§ **WHAT THIS EXERCISE ASKS**:
[1] Answer these questions from the passage on cruelty-free cosmetics.
(a) In what month and year did PETA reveal that the skincare products were no longer cruelty-free?
(b) Whose regulations are the companies described as being forced to follow?
(c) BUAV is the trading name of which organization?
[2] Carry the passage on cruelty-free cosmetics forward, beginning after its final sentence.

§ **EXCERPTED PASSAGE**:

Was your lipstick tested on the backs of beagles? Was your laundry detergent poured in the eyes of bunnies? A new campaign being spread globally on Facebook broadcasts the message that leading cosmetics giants Avon, Mary Kay and Estee Lauder are not worthy of the Cruelty - Free label – a blow that may force a tumult among shareholders as they contemplate a mass exodus of customers towards cosmetics made by companies who do not test on animals.
The announcement on Facebook sparks new attention on the revelation made by People for the Ethical Treatment of Animals (PETA) in February 2012 that the skincare products are no longer “cruelty-free” as they are being forced to follow regulations enforced by the Chinese government.
“Your company has violated the trust of loyal customers, and you have disrespected consumers like me who have counted on your brand for decades largely because of your cruelty-free policies. I will no longer be purchasing your products, and I will be sharing this disturbing information with everyone I know.” ~ Facebook campaign letter
Some confusion exists about the cruelty-free designation, for example if a product displays a logo on a product package or company website claiming “not tested on animals”, does that mean the final product is not tested on animals, or that neither the final product or the individual ingredients are not tested on animals? Clarification of that issue can be found on the PETA website. https://secure.peta.org/site/Advocacy?cmd=display&page=UserAction&id=3859
London-based BUAV, the trading name of The Campaign to End All Animal Experiments, whose vision is to “Create a world where nobody wants or believes we need to experiment on animals” claims to lead the campaign to end all animal testing. BUAV sponsors the Leaping Bunny logo campaign and others correlated to ending animal cruelty, including Cargo Cruelty, an international effort to stop airlines transporting primates destined for research, and the REPLACE campaign which attempts to persuade regulators to accept validated alternatives to animal testing. http://www.buav.org/ More recognizable is the benign leaping bunny of The Coalition for Consumer Information on Cosmetics’ (CCIC) Leaping Bunny Program which “administers a cruelty-free standard and the internationally recognized Leaping Bunny logo for companies producing cosmetic, personal care and household products.”

Referring expression pointing data

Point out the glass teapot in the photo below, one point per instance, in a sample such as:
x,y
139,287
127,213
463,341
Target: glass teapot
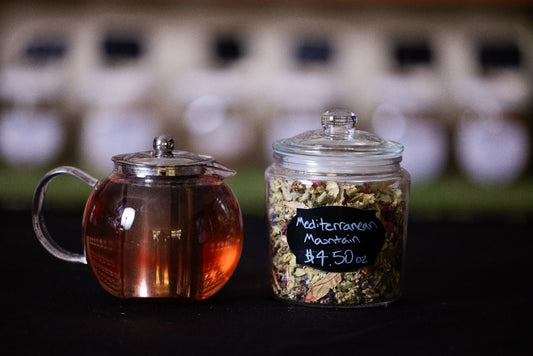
x,y
162,225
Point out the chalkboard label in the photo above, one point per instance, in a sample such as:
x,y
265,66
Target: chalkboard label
x,y
335,238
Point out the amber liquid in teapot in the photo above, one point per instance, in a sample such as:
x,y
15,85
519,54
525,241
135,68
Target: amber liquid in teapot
x,y
175,240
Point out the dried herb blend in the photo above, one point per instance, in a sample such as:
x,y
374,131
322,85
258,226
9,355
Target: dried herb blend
x,y
337,217
376,283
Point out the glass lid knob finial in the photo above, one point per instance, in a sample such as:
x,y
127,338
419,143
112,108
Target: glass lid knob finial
x,y
339,123
163,146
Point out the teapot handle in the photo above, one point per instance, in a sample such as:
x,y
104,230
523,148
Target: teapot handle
x,y
38,219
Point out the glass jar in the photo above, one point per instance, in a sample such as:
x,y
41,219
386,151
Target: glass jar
x,y
337,205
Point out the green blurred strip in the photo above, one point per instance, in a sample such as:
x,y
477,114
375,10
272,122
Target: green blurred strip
x,y
450,196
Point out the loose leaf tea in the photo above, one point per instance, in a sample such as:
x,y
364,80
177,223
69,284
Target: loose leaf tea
x,y
365,282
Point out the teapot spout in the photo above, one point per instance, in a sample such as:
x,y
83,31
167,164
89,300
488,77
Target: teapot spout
x,y
219,170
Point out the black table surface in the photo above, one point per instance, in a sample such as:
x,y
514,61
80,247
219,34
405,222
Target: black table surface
x,y
467,291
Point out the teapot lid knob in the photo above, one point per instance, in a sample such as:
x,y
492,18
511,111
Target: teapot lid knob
x,y
163,146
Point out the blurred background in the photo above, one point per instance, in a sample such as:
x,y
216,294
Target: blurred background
x,y
81,81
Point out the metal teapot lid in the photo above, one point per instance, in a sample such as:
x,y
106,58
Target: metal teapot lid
x,y
164,161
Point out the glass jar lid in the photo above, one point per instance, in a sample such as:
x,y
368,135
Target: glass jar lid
x,y
338,147
164,161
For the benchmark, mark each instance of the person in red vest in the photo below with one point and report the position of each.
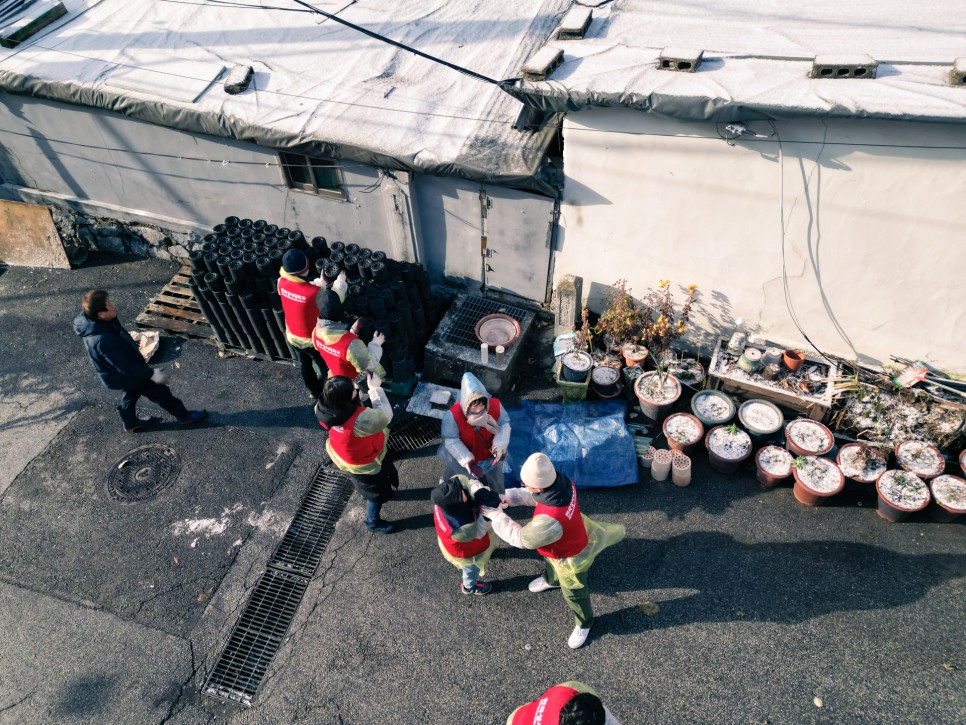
(298, 305)
(570, 703)
(476, 434)
(341, 348)
(462, 533)
(357, 443)
(566, 539)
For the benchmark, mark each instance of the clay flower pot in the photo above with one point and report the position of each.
(948, 498)
(655, 400)
(680, 469)
(774, 465)
(861, 463)
(794, 359)
(727, 450)
(921, 458)
(661, 465)
(634, 354)
(818, 479)
(712, 407)
(683, 431)
(807, 437)
(900, 494)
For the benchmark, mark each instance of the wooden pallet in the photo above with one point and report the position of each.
(175, 311)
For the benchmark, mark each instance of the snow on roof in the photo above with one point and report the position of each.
(757, 59)
(318, 85)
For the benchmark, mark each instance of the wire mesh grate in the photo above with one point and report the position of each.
(412, 434)
(256, 638)
(467, 311)
(309, 533)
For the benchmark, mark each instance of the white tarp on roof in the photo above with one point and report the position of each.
(317, 83)
(757, 56)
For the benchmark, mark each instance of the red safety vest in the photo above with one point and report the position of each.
(335, 354)
(545, 710)
(574, 538)
(478, 441)
(459, 549)
(298, 304)
(351, 448)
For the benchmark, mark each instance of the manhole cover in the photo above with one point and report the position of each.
(143, 473)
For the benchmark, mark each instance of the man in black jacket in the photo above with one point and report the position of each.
(119, 364)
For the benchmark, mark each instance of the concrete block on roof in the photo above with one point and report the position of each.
(575, 23)
(542, 64)
(843, 66)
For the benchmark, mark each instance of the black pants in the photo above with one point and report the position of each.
(305, 357)
(156, 393)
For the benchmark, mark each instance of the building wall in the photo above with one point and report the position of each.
(872, 247)
(110, 165)
(518, 227)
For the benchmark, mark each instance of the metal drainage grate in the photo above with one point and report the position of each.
(467, 311)
(143, 473)
(257, 637)
(412, 434)
(304, 543)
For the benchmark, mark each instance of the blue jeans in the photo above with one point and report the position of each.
(471, 573)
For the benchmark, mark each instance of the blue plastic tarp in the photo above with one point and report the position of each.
(587, 441)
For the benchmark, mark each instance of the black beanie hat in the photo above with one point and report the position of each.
(329, 304)
(295, 262)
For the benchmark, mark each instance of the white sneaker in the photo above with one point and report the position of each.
(540, 585)
(578, 637)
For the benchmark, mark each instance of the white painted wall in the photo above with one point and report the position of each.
(63, 150)
(874, 227)
(517, 226)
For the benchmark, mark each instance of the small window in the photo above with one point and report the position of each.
(312, 174)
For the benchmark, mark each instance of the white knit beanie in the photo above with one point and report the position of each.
(538, 471)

§ **ANSWERS IN ORDER**:
[1]
(a) February 2012
(b) The Chinese government's
(c) The Campaign to End All Animal Experiments

[2]
http://www.leapingbunny.org/indexcus.php offers a Compassionate Shopping guide
You can search a 28-page list of cruelty - free products and companies, and take a pledge to be cruelty- free at PETA’s site here. Avon, Mary Kay and Estee Lauder are not on PETA’s “Companies that don’t test on animals” list, but Estee Lauder’s Aveda line is.
As an example of the power of the cruelty-free logo product designation, on June 6, 2012 Leaping Bunny campaign announced that Urban Decay products would no longer be certified as cruelty-free, and a mere month later, on July 7, 2012, Urban Decay regained designation after the company made the decision to cancel plans to sell its products in China—where animal testing is required.
AAVS American Anti-Vivisection Society, working to end the use of animals in science, makes this statement on their website’s Types of Research page:
“The fields of psychology, military and space research tend to be particularly cruel for the animals involved. Researchers use animals because they can manipulate and experiment with animals in ways that are not acceptable in humans…” (i.e. dripping toxic irritants in eyes, forcing animals to ingest substances or applying the substance on the skin or fur) “…However, animals are not ‘little people’, and they suffer greatly in these studies, both physically and psychologically. Genetic engineering further aggravates the situation, consuming an excessive amount of animal life and promoting the view that animals are little more than ‘tools’ or ‘commodities’ that can be manipulated at will.”